#### Extracted material
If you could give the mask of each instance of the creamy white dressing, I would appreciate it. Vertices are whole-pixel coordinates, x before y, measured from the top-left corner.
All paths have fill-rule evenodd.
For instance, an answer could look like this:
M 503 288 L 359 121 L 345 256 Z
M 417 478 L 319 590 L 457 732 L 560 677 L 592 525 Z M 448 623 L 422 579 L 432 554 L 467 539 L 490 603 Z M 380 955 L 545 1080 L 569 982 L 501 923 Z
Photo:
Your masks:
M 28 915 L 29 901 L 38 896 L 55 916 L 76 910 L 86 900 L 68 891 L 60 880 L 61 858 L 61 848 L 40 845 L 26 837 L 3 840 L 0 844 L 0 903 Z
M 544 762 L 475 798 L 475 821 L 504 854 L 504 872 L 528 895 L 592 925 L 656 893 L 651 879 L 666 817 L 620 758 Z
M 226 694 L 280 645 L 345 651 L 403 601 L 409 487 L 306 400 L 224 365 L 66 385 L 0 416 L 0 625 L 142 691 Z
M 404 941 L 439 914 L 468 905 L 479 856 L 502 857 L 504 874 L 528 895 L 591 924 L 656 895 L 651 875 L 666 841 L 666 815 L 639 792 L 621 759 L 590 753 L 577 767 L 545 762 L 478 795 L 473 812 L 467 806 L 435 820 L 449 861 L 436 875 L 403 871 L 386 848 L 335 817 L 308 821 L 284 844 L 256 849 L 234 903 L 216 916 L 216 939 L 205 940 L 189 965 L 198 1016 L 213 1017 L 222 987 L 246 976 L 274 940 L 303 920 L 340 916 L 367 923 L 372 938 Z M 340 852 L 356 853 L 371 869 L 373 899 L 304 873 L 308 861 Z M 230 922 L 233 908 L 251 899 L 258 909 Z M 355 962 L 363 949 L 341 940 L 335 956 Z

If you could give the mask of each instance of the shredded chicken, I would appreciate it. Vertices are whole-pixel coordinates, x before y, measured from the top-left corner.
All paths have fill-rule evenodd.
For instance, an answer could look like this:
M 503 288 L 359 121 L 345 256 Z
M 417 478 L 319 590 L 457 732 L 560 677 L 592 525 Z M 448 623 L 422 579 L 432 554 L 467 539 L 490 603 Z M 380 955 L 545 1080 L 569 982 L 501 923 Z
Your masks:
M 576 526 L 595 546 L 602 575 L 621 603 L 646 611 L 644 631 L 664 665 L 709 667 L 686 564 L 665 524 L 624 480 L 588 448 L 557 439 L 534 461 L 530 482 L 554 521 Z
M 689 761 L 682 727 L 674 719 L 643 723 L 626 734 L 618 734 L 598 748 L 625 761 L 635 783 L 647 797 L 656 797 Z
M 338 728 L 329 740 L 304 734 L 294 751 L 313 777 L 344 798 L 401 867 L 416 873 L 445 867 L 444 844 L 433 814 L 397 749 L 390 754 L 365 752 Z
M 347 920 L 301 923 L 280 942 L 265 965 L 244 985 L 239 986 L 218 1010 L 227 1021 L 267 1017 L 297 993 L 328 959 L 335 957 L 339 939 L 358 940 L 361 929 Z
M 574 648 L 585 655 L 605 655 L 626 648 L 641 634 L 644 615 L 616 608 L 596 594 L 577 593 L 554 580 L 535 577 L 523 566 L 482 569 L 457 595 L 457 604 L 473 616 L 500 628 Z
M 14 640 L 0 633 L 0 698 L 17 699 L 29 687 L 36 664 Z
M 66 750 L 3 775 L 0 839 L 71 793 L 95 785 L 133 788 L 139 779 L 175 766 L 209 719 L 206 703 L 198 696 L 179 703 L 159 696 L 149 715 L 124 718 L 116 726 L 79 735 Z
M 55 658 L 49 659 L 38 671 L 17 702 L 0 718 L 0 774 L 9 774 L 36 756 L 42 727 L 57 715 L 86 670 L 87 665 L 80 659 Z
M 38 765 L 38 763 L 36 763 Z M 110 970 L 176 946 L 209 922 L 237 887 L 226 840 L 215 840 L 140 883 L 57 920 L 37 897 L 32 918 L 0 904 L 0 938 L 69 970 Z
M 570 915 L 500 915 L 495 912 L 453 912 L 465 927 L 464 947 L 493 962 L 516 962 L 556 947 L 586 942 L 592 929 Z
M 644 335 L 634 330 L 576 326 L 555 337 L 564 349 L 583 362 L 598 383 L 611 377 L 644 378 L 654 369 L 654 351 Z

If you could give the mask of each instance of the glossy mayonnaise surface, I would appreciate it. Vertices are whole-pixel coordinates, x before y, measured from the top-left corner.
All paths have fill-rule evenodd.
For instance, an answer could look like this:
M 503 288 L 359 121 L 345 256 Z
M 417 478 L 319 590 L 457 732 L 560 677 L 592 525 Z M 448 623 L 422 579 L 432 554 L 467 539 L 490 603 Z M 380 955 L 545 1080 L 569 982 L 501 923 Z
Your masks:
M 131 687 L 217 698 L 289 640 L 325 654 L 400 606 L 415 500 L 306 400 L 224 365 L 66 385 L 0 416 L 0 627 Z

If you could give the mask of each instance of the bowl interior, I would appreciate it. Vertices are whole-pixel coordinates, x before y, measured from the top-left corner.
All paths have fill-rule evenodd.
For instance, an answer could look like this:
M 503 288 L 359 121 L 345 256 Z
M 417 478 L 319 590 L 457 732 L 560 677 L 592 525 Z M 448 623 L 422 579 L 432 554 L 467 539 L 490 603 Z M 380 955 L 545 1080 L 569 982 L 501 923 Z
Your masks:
########
■ What the exercise asks:
Copy the rows from their first line through the line containing "M 226 694 L", both included, reproducing every character unchanged.

■ Exercise result:
If you could give the mask of each instance of the creamy white dressing, I would appreciate it. Vertices are whole-pixel coordinates, x before y, measured from the top-left corner.
All paths have fill-rule evenodd.
For instance, an answer could look like this:
M 503 288 L 359 121 L 345 256 Z
M 417 478 L 319 590 L 457 732 L 560 677 L 592 525 Z M 448 623 L 422 579 L 432 554 L 467 539 L 490 603 Z M 380 955 L 545 1080 L 569 982 L 501 923 Z
Photo:
Your masks:
M 28 915 L 29 901 L 38 896 L 55 916 L 76 910 L 86 900 L 68 891 L 60 880 L 61 858 L 61 848 L 40 845 L 26 837 L 3 840 L 0 844 L 0 903 Z
M 544 762 L 475 798 L 475 821 L 504 854 L 504 872 L 528 895 L 592 925 L 656 893 L 651 879 L 666 817 L 620 758 Z
M 226 694 L 280 645 L 345 651 L 403 601 L 409 487 L 306 400 L 224 365 L 66 385 L 0 416 L 0 625 L 142 691 Z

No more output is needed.